_WHAT THE TASK ASKS_
All lines with the word "spot" in the material below are required.

_EXTRACTED MATERIAL_

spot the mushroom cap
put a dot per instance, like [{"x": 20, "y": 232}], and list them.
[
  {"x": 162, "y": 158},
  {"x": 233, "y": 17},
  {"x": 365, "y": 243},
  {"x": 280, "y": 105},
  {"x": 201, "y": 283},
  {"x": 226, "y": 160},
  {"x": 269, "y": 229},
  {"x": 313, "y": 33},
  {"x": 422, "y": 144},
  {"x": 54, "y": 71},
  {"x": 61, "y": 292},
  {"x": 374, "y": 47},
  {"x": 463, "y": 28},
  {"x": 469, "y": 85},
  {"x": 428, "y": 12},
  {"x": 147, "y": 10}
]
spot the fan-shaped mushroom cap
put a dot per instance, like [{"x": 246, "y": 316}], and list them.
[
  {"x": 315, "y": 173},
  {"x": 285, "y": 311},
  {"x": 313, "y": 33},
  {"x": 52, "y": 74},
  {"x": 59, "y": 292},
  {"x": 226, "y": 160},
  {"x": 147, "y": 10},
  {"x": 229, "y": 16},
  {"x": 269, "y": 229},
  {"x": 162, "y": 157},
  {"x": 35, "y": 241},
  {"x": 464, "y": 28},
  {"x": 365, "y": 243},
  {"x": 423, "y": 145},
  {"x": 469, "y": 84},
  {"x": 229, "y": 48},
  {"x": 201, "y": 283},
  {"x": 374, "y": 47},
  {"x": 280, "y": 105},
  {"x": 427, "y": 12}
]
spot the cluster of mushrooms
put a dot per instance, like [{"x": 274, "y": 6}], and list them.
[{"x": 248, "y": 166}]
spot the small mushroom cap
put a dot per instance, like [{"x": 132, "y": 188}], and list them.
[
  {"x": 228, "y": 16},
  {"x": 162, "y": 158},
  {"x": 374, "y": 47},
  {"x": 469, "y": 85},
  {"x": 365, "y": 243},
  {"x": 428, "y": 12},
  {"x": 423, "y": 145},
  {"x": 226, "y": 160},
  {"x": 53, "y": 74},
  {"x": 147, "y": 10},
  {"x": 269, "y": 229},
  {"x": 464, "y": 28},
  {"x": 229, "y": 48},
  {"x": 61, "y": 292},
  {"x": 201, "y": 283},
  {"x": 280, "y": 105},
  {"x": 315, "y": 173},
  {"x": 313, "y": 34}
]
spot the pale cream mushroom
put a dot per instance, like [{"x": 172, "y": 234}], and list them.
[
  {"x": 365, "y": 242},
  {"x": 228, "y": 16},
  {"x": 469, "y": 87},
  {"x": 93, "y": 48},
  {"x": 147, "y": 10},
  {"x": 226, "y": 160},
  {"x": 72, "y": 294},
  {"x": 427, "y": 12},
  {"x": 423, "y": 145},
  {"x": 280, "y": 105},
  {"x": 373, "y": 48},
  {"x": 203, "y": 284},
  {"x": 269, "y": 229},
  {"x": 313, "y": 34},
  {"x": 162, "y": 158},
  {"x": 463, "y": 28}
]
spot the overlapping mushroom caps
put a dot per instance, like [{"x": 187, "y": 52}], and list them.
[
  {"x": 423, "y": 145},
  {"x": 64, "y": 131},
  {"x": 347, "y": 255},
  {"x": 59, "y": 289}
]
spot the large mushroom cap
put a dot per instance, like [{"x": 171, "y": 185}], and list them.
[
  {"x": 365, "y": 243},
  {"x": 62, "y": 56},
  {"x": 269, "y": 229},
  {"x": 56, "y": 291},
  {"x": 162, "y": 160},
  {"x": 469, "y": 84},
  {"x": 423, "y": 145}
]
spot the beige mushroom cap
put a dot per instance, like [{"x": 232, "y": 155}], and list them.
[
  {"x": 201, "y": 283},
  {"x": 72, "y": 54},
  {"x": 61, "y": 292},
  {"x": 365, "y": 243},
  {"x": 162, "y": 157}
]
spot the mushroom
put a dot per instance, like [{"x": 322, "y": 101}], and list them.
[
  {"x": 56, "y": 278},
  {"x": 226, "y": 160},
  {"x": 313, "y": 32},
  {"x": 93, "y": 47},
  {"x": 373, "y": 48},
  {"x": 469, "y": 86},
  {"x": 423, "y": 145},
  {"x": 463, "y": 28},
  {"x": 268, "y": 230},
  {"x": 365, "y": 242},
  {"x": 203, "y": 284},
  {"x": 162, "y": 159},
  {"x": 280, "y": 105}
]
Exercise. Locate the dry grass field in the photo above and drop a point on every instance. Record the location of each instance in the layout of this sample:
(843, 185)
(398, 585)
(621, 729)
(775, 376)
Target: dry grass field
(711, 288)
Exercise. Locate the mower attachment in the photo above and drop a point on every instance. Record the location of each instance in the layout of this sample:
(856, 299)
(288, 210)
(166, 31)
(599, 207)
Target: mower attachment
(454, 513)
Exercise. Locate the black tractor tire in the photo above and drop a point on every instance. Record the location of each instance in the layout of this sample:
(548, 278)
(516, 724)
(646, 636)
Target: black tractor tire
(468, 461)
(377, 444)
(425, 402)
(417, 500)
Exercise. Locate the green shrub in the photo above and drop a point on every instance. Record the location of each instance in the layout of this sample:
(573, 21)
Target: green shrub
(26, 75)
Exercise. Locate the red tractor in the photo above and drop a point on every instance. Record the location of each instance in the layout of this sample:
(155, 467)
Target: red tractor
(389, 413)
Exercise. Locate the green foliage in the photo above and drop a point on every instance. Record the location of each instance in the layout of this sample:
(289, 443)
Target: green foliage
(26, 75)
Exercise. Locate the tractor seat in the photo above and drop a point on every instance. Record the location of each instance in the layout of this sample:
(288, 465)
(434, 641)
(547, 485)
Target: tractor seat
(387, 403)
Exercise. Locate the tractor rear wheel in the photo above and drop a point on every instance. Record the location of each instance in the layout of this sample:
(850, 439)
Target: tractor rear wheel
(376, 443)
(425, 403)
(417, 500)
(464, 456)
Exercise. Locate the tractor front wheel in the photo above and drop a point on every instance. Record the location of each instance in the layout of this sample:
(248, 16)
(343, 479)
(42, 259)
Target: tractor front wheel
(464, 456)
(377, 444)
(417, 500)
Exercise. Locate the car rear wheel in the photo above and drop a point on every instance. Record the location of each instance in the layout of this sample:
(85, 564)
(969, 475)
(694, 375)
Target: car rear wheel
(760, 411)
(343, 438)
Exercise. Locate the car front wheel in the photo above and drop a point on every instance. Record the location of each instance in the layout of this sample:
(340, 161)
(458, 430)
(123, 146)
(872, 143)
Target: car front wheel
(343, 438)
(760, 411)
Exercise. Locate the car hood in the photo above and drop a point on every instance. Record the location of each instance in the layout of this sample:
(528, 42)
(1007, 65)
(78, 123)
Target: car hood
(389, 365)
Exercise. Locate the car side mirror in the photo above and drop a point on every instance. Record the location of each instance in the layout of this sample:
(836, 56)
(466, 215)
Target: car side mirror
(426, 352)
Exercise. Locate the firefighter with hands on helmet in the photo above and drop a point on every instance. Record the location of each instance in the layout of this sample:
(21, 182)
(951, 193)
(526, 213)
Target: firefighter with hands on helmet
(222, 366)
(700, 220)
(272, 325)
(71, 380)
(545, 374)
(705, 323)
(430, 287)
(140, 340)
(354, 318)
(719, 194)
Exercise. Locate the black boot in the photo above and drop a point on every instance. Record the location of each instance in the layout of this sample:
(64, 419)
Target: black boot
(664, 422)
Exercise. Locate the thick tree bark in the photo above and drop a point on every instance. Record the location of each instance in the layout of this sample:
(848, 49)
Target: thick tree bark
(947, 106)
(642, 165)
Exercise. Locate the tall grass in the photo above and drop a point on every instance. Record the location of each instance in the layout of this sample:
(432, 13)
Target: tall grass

_YOUR RESPONSE_
spot the mushroom cap
spot the fan-shaped mushroom cap
spot the cluster of mushrooms
spot the small mushroom cap
spot the pale cream mushroom
spot the overlapping mushroom caps
spot the large mushroom cap
spot the beige mushroom cap
spot the mushroom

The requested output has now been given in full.